#### [GIVEN PASSAGE]

■ ■ ■

BANKRUPTCY – Costs – unsuccessful creditor’s petition – whether costs should follow the event – right of indemnity of body corporate for its costs against successful debtor – liberty to apply for orders to preclude this.

Bankruptcy Act 1966 (Cth), ss.40(1)(g), 41(3)(b)
Civil Procedure Act 2005 (NSW), ss.56(1), 56(2)
Strata Schemes Management Act 1996 (NSW)
Uniform Civil Procedure Rules 2005 (NSW), Pt.37, rr.37.2, 37.3, 37.3(1), 37.5, 37.5(1), 37.5(1)(a), 37.5(1)(b)
Re Johnson; Ex parte Johnson v Tonkin (1994) 53 FCR 70
Applicant: THE OWNERS OF STRATA PLAN NUMBER 14368
Respondent: SCOTT RICHARD DICKSON
File Number: SYG 1749 of 2008
Judgment of: Smith FM
Hearing date: 7 November 2008
Delivered at: Sydney
Delivered on: 7 November 2008

REPRESENTATION

Counsel for the Applicant: Mr D Radman
Solicitors for the Applicant: Grace Lawyers
Counsel for the Respondent: Mr P Pollack
Solicitors for the Respondent: Beazley Singleton

ORDERS

  1. The petition is dismissed. 

  2. The applicant must pay the costs of the respondent as agreed or taxed pursuant to the Federal Magistrates Court (Bankruptcy) Rules 2006 (Cth). 

  3. Both parties have liberty to apply for further or varied orders in relation to costs. 

FEDERAL MAGISTRATES
COURT OF AUSTRALIA AT
SYDNEY

SYG 1749 of 2008

THE OWNERS OF STRATA PLAN NUMBER 14368

Applicant

And

SCOTT RICHARD DICKSON

Respondent

REASONS FOR JUDGMENT

(revised from transcript)

  1. This is a petition filed on 8 July 2008.  It relies upon Mr Dickson’s non‑compliance with a bankruptcy notice which was issued by the Official Receiver in Hobart on 28 April 2008, number 34/2008.  The bankruptcy notice claimed that Mr Dickson owed to the owners of Strata Plan number 14368 (“the owners”) a debt of $10,503.83, as shown in the schedule, being the balance owing under a judgment or order, a copy of which was attached.  The notice asserted: “at the time of applying for this Notice, execution of the judgments or orders had not been stayed”

  2. The attached judgment is a default judgment of the Local Court of New South Wales at the Downing Centre in Sydney in proceedings number 131769/07 brought by the owners against Mr Dickson.  The certificate of judgment records that a default judgment in the amount of $12,003.83 was made and entered on 20 December 2007.

■ ■ ■

#### [SUPPLIED MATERIAL]

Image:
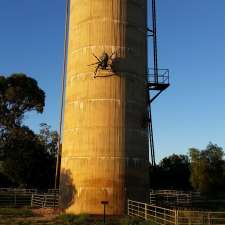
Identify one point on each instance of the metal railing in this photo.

■ ■ ■

#### [TASKS TO CARRY OUT]
**A)** Answer these questions from the bankruptcy judgment:
(i) Which official issued the bankruptcy notice, and in what city?
(ii) For what amount was the default judgment made and entered, and on what date?
(iii) Who appeared as counsel for the respondent?
**B)** Carry the bankruptcy judgment forward from its last paragraph, continuing the reasons in the same numbered style.
The data is separate material from the bankruptcy judgment.

#### [TASK-BY-TASK OUTPUTS]
**A)**
(i) The Official Receiver in Hobart.
(ii) $12,003.83, on 20 December 2007.
(iii) Mr P Pollack.

**B)**
  3. Mr Dickson’s notice of opposition to the petition puts in issue whether the bankruptcy notice was actually served on him.  It also raises a number of other issues, including his ability to pay his debts owing to the owners, and whether unfinished litigation with the owners provides a reason for either dismissing the petition or adjourning it until it is resolved.  However, I have not found it necessary to address any of these issues.  Although all the parties’ relevant affidavit evidence was received, their oral evidence and oral submissions were confined to a preliminary issue which I isolated, and upon which I have now decided that the petition should be dismissed. 

  4. The issue concerns the requirement of s.40(1)(g) of the Bankruptcy Act 1966 (Cth) (“the Bankruptcy Act”) that a valid bankruptcy notice must rely upon a judgment “the execution of which has not been stayed”.  It is well established that this requirement must be satisfied as at the date of issue of the notice, and the balance of authority also suggests that it must be satisfied at time of service (see Re Johnson; Ex parte Johnson v Tonkin (1994) 53 FCR 70 at 77, and other cases cited by Spender J). The requirement is also reflected in the direction in s.41(3)(b) that a notice “shall not be issued … if, at the time of the application for the issue of the bankruptcy notice, execution of a judgment or order to which it relates has been stayed”.  

  5. In the present case, Mr Dickson contends that the judgment relied upon in the bankruptcy notice was stayed on 28 April 2008, not by effect of any Court order, but by effect of the Uniform Civil Procedure Rules 2005 (NSW) (“the Uniform Civil Procedure Rules”), which govern the enforcement of judgments of the Local Court of New South Wales. The authorities cited above establish that a relevant stay on execution for the purposes of s.40(1)(g) and s.41(3)(b) can arise by force of law, as well as by specific order in a proceeding.

  6. The relevant provisions of the Uniform Civil Procedure Rules are found in Pt.37:

    37.2Application for instalment order by judgment debtor 

    (cf DCR Part 31A, rule 2; LCR Part 27, rule 2) 

    (1)A judgment debtor may apply to the court for an instalment order with respect to the amount owing under the judgment debt. 

    (2)Such an application: 

    (a)     may be made whether or not some other instalment order is in force in relation to the judgment debt, and

    (b)     must be supported by an affidavit as to the judgment debtor’s financial circumstances, and

    (c)     must be dealt with as soon as practicable after it is made. 

    (3)An application under this rule: 

    (a)     except as provided by paragraph (b), is to be dealt with by the registrar under rule 37.3, or

    (b)     if it is made during a hearing before the court, is to be dealt with by the court under rule 37.4. 

    (4)Notice of motion of an application under this rule does not have to be filed or served if the application is made during the hearing at which the judgment debtor is being examined pursuant to an order for examination.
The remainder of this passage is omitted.